## Entries
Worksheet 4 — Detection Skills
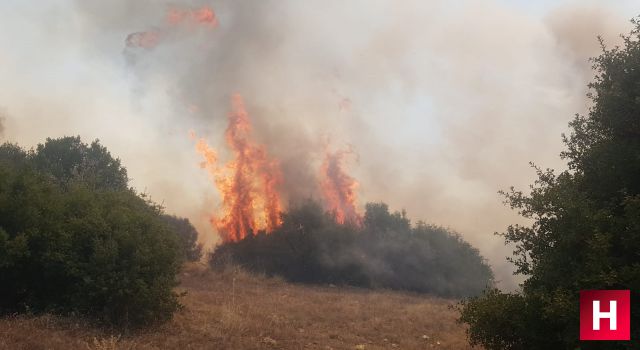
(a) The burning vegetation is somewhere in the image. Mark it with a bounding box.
[192,94,282,241]
[209,201,493,297]
[125,6,218,50]
[191,94,362,242]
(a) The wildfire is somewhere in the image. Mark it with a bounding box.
[192,94,282,241]
[167,6,218,27]
[125,6,218,50]
[320,150,362,225]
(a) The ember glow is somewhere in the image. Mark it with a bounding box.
[320,150,362,225]
[192,94,282,241]
[125,31,160,49]
[125,6,218,50]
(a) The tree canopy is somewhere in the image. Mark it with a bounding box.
[0,137,189,327]
[461,21,640,349]
[210,201,493,296]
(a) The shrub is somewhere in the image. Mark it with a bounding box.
[162,214,202,261]
[210,201,493,296]
[0,138,181,327]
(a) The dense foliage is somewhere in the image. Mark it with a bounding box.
[210,201,493,296]
[461,22,640,349]
[0,137,182,327]
[162,214,202,261]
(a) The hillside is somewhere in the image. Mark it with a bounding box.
[0,265,476,349]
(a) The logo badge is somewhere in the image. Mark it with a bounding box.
[580,290,631,340]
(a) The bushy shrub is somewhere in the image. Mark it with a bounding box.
[0,138,181,327]
[210,201,493,296]
[162,214,202,261]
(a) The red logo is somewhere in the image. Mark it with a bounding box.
[580,290,631,340]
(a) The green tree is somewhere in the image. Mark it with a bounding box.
[32,136,129,190]
[210,201,493,296]
[461,21,640,349]
[0,138,182,328]
[162,214,202,261]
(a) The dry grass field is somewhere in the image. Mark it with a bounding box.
[0,265,476,350]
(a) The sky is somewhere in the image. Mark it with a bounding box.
[0,0,640,289]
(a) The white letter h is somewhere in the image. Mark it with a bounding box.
[593,300,617,331]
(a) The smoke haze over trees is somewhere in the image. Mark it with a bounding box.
[0,137,192,329]
[210,201,493,297]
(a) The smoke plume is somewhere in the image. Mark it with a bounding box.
[0,0,640,288]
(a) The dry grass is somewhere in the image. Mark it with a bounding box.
[0,265,476,350]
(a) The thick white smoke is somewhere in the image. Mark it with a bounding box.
[0,0,640,288]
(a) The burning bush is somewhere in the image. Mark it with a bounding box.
[0,137,181,327]
[210,201,493,296]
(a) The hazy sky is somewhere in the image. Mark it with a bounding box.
[0,0,640,288]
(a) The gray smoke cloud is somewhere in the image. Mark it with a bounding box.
[0,0,640,288]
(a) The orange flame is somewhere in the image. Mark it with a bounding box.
[167,6,218,28]
[192,94,282,241]
[320,150,362,226]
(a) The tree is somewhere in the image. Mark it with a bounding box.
[210,201,493,296]
[162,214,202,261]
[461,21,640,349]
[0,138,182,328]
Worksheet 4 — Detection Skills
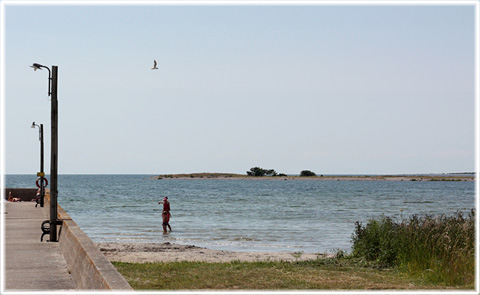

## Required work
Retype, character for character, the stretch from the line containing "(a) The hazy" through the end of the entries, leaving the pictures out of your answer.

## Result of this exercise
(a) The hazy sky is somewhere in the image. Mark it with a bounding box.
[0,0,640,288]
(a) The gray smoke cloud is somewhere in the image. Mark it with a bounding box.
[0,0,640,288]
(a) The orange flame is somewhere in the image. Mark it with a bounding box.
[167,6,218,28]
[192,94,282,241]
[320,150,362,226]
(a) The tree is somewhere in the image. Mark it with a bounding box.
[210,201,493,296]
[162,214,202,261]
[461,21,640,349]
[0,138,182,328]
Worksheet 4 — Detection Skills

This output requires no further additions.